## Exercise instructions
Give every line below again, exactly.

## Point labeling examples

Start

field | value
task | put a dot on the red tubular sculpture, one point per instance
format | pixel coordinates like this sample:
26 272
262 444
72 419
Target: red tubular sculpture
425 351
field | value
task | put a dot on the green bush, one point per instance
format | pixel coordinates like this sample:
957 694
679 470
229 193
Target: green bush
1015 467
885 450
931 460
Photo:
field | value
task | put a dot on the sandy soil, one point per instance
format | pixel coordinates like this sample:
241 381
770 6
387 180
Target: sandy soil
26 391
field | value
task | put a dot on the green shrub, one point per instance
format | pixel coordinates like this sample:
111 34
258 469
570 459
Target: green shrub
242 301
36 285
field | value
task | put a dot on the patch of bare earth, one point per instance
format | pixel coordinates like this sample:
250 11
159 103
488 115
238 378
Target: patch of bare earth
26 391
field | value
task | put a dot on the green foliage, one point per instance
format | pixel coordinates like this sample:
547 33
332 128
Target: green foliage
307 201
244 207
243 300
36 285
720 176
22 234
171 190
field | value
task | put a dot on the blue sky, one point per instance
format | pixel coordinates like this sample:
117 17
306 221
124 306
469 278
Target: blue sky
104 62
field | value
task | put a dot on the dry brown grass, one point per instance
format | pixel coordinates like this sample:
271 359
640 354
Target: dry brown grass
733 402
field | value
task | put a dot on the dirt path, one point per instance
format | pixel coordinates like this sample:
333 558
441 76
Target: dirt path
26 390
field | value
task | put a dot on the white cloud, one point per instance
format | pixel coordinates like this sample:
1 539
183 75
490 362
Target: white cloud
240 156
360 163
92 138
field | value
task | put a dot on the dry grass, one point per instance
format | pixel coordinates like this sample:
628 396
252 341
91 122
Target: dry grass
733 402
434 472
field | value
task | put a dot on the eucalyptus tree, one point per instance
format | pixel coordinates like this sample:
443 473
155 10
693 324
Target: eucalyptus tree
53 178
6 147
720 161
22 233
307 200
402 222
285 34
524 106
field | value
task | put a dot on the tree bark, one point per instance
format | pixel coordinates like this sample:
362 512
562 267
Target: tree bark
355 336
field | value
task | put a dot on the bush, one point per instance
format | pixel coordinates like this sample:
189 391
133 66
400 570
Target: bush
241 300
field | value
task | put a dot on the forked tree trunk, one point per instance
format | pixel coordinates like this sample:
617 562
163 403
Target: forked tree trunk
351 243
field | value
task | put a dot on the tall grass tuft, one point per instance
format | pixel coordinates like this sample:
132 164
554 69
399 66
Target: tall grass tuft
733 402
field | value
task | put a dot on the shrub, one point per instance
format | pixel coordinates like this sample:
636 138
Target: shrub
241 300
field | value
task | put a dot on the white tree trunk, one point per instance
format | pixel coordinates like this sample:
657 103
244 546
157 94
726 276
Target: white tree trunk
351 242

End

## Solution below
field | value
task | put a dot on the red tubular sculpture, one point per instance
format | pixel coordinates like this sample:
26 272
262 444
72 419
Target: red tubular sculpture
425 351
field | value
task | put a dot on the green bush, one point per instance
format | pixel coordinates like this sample:
957 694
679 470
229 193
Target: green bush
1015 467
885 450
931 460
Photo:
field | value
task | put a dot on the sandy soil, one point per instance
format | pixel coordinates like this sample:
241 381
770 6
387 180
Target: sandy soil
26 391
field | value
task | put a dot on the green shrub, one point per instance
format | pixel coordinates like this sample:
111 34
258 469
570 459
Target: green shrub
242 301
36 285
field | value
task | put a dot on the patch of bare earth, one point per instance
format | pixel coordinates like this sample:
250 11
159 103
488 115
238 378
Target: patch of bare earth
26 391
field | value
task | put a dot on the green foliage, one point per instance
format | pixel coordinates like this sample:
547 33
332 128
Target: green foliage
307 201
244 207
243 300
36 285
720 176
22 234
171 190
field | value
task | put a dot on the blue sky, one point per instance
format | pixel coordinates like this sample:
117 17
306 221
124 306
469 278
Target: blue sky
104 62
field | value
task | put a dot on the dry brown grass, one point per instance
format | pixel coordinates like this sample:
271 359
640 354
Target: dry brown grass
733 402
field | value
task | put a dot on the dirt path, one point per instance
format | pixel coordinates like this sample:
333 558
441 76
Target: dirt path
26 390
field | value
task | put a dot on the white cloud, one point per instance
format | pixel coordinates like this sample:
1 539
183 75
490 362
Target: white cloud
240 156
360 163
92 138
field | value
task | put a dot on the dry grass, one point per instance
format | pixel coordinates like this sample:
628 396
252 341
91 122
Target: dry grass
733 402
434 472
field | value
task | put a dot on the eucalyptus tree, one point per instance
format | pixel coordinates like this sample:
443 473
155 10
693 324
Target: eucalyptus tree
53 178
6 147
720 161
22 233
307 200
402 222
285 34
524 106
field | value
task | put a dot on the tree bark, one point per instance
format | pixel coordinates like this sample:
362 512
562 267
Target: tree bark
355 336
field | value
task | put a dot on the bush, one point per instance
format | pixel coordinates like this sample:
189 391
133 66
400 570
Target: bush
241 300
field | value
task | put a dot on the forked tree trunk, one point per instance
format | pixel coordinates like this sample:
617 562
163 403
Target: forked tree trunk
351 243
field | value
task | put a dot on the tall grass tuft, one point per instance
format | pixel coordinates like this sample:
132 164
554 69
399 66
Target: tall grass tuft
733 402
field | value
task | put a dot on the shrub, one point per instance
format | pixel coordinates like this sample:
636 138
Target: shrub
241 300
field | value
task | put a dot on the white tree trunk, one point per instance
format | pixel coordinates like this sample:
657 103
244 546
157 94
726 276
Target: white tree trunk
351 242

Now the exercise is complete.